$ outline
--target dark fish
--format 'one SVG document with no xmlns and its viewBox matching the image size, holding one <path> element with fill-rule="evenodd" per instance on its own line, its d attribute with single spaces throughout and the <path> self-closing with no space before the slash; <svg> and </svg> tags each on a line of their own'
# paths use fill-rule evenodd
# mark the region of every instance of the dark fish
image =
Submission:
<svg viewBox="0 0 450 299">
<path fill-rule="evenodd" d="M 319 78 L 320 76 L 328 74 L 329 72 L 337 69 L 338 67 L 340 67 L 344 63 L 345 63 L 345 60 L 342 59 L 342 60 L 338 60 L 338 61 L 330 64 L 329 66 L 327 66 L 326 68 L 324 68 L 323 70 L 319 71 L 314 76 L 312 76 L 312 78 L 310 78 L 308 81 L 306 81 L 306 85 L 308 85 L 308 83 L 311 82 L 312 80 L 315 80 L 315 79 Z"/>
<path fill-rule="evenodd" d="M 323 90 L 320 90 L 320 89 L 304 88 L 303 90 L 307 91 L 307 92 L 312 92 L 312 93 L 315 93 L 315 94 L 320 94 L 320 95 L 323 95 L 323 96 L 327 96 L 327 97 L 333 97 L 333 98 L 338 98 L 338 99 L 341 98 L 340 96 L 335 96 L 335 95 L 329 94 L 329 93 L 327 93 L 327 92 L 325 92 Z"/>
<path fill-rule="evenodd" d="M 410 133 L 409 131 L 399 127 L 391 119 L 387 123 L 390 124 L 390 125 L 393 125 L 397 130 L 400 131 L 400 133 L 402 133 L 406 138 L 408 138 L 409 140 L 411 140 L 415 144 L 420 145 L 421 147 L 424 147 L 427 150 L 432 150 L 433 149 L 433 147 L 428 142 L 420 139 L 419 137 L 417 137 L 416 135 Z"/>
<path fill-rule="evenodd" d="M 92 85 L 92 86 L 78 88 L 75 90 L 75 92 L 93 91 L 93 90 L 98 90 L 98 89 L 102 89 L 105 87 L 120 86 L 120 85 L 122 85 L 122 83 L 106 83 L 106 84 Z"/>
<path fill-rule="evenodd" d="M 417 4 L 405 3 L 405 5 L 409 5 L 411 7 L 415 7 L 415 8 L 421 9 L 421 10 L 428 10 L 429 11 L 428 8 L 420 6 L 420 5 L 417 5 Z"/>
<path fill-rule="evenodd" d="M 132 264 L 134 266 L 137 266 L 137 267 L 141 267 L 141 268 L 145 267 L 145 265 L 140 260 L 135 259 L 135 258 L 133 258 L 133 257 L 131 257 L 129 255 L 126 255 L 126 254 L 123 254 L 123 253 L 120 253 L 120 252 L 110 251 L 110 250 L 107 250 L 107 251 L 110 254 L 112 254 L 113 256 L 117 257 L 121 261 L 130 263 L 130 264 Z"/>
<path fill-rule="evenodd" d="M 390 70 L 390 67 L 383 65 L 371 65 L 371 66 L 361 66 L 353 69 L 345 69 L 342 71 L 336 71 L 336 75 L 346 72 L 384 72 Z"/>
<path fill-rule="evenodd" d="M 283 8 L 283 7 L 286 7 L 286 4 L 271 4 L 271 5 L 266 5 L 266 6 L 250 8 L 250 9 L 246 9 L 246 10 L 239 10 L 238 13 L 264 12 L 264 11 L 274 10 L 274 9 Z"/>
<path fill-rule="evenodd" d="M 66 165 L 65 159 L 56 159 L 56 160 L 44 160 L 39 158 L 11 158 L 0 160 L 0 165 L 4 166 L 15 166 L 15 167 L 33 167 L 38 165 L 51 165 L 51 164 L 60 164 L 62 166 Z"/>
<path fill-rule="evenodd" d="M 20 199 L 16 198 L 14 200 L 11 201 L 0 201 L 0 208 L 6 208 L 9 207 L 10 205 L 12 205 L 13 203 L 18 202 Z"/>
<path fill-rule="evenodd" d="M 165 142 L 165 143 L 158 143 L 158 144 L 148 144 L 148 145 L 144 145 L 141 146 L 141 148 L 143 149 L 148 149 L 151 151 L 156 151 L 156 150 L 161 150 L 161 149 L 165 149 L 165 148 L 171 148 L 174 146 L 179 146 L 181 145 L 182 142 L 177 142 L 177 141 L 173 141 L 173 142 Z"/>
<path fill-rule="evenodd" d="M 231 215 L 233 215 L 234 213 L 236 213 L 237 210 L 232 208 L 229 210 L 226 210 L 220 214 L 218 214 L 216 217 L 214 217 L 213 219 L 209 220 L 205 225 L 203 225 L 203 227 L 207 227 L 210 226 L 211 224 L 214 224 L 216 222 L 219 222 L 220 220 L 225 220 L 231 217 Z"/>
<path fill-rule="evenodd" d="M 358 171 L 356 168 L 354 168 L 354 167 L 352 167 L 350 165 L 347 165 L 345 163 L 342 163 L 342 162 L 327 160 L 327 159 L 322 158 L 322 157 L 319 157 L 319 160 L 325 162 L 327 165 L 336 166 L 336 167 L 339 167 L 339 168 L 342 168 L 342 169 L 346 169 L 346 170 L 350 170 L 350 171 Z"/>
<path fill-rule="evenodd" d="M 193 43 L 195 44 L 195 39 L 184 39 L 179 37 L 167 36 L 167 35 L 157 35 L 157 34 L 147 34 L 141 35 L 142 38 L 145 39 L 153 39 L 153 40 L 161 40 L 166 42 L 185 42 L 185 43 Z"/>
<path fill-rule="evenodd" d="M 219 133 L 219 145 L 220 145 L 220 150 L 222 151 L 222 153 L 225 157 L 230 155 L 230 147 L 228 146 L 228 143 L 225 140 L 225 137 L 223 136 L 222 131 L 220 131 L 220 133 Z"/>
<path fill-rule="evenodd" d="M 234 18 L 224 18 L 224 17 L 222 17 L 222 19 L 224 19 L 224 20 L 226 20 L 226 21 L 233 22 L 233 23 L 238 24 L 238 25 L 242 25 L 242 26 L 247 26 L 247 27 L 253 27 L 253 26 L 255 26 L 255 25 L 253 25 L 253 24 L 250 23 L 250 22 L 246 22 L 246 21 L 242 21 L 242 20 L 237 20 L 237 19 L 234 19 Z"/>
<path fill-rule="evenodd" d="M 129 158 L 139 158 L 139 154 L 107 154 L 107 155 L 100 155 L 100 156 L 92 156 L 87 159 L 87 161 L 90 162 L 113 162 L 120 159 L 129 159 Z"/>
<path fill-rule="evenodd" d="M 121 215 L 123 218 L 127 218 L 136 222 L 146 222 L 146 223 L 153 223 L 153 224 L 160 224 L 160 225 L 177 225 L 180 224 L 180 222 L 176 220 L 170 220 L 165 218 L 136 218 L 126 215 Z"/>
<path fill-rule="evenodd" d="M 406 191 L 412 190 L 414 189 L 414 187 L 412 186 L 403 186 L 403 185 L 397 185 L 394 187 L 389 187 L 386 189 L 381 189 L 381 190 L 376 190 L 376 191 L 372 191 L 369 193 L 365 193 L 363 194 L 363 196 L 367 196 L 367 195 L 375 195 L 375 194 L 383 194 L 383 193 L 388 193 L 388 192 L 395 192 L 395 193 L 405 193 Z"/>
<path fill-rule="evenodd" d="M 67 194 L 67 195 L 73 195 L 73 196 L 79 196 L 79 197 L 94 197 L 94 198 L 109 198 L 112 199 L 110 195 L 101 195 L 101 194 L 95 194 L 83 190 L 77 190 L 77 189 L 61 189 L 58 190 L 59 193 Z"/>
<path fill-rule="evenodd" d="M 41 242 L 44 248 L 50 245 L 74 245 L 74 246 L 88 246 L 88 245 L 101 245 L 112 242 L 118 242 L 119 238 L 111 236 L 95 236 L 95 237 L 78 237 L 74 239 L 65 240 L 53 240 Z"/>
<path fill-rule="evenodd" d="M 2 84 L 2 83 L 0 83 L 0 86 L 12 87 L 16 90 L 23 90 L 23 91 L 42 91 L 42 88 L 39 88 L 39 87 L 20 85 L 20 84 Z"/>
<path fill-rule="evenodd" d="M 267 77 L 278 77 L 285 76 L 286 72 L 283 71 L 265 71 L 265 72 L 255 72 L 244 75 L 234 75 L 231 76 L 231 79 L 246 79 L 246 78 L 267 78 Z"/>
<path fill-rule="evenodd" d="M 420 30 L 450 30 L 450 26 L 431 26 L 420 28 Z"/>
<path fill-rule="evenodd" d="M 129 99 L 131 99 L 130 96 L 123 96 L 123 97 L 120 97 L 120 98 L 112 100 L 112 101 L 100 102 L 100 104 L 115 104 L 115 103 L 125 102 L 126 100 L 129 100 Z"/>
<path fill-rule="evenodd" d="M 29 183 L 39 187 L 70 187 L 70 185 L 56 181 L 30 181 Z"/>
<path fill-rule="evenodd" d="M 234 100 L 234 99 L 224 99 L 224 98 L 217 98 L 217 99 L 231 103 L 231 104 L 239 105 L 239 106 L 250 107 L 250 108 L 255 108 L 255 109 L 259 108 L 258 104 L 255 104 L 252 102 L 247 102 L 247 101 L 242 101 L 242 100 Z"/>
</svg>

+--

◆ **Exercise goal**: Render the lines from the start of the items through the line containing "--format 'one SVG" as a JSON list of strings, one string per line, leaving out any blank lines.

◆ **Output for this exercise**:
[
  "$ outline",
  "--target dark fish",
  "--format 'one SVG document with no xmlns and its viewBox matching the image size, holding one <path> element with fill-rule=\"evenodd\" per instance on its own line, its d attribute with single spaces throughout and the <path> self-closing with no space before the slash; <svg> and </svg> tags each on a line of their own'"
]